WORK TO DO:
Reproduce every one of the lines below word for word, leaving out the pictures.

:: EXERCISE MATERIALS

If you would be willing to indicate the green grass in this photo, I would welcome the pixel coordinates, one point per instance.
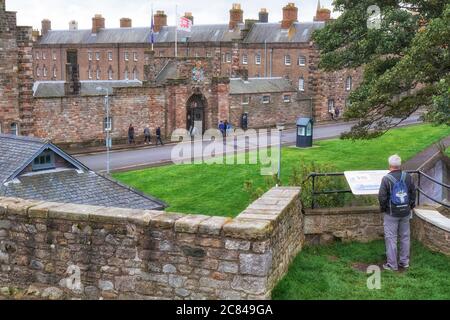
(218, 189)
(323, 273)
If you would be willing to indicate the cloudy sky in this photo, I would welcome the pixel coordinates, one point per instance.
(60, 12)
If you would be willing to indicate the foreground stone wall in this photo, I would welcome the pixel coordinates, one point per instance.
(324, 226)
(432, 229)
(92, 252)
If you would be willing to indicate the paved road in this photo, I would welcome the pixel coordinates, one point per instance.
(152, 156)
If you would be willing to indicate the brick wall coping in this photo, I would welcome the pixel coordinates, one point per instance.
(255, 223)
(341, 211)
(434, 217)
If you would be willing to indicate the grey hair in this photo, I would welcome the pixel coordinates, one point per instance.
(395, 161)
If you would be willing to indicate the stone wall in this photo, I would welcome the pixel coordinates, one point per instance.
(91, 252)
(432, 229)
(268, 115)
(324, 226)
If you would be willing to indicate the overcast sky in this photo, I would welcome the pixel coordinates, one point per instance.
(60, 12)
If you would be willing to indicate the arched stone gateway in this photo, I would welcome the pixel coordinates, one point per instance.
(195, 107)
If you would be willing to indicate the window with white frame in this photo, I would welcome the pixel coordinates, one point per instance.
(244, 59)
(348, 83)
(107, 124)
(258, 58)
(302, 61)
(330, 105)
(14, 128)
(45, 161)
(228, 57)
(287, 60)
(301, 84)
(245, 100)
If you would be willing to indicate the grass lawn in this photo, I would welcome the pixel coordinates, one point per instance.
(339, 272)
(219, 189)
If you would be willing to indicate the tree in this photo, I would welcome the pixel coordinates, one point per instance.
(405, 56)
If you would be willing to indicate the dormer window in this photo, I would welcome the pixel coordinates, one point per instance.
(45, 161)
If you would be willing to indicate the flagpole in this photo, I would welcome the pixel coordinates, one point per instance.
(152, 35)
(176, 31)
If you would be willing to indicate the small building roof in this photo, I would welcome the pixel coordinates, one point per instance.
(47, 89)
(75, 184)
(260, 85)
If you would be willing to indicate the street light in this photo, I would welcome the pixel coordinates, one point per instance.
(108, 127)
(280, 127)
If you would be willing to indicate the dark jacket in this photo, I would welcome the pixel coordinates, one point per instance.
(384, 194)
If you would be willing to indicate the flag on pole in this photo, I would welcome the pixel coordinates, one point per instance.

::::

ANSWER:
If you would be willing to indicate the green grass in this photo, I would welcome the pixel coordinates, one point per instance.
(218, 189)
(323, 273)
If you would be willing to indicate the cloudy sky in this photo, I would welcome the pixel coordinates, one point per instance.
(60, 12)
If you would be willing to indicate the foreground stone wall in this photo, I would welcome the pixel coordinates, one point per instance.
(324, 226)
(432, 229)
(92, 252)
If you would be willing to indicate the paved road in this photo, I would welcome the pixel coordinates, one point per instance.
(152, 156)
If you would be willing to indicate the brick wall coping in this photo, I would welcome the pixel coordinates, one point per instance.
(255, 223)
(341, 211)
(434, 217)
If you would be willing to indicate the grey hair in this photo, I would welcome the pixel coordinates, one point per instance.
(395, 161)
If you would be willing to indicate the stone wall in this photo, I would welcome the pixel coordinates, one point per instance.
(91, 252)
(432, 229)
(268, 115)
(324, 226)
If you would be willing to indicate the overcast sky in this photo, I would welcome the pixel coordinates, one point per instance.
(60, 12)
If you would be willing to indicate the arched stone gateway in this photo, I would welcome the pixel coordinates, one point per instance.
(195, 107)
If you would be willing to indicate the window with white frame in this photo, I would welcome the pixel coordinates, one point per instance.
(244, 59)
(348, 83)
(107, 124)
(258, 58)
(302, 61)
(330, 105)
(14, 128)
(45, 161)
(228, 57)
(287, 60)
(301, 84)
(245, 100)
If you would be willing to indicate the grass lawn in this photo, I would welcome the pixel coordinates, one point per instance.
(339, 272)
(219, 189)
If you would be willing to indicate the tree in this photo, I would welcome the pixel coordinates, one point per instance.
(405, 56)
If you would be willing to indicate the dormer window in this photo, I would welcome the pixel coordinates, one point per instance.
(45, 161)
If you would be willing to indicate the flagpole in this photo, I would welcome the pixel coordinates, one point per instance.
(152, 35)
(176, 31)
If you would be willing to indicate the small building roof in this photo, I would welcome the pixel coordinates, one point per instance.
(47, 89)
(75, 184)
(260, 85)
If you would be willing to indicate the street light in this photo, I would welcome the pixel coordinates, one point per instance.
(108, 127)
(280, 127)
If you would be willing to indicate the dark jacket in this photo, I would welcome the pixel coordinates, one point per instance.
(384, 194)
If you would be willing to indicate the flag on pole in this photo, I would welcome the pixel coordinates, one point per instance.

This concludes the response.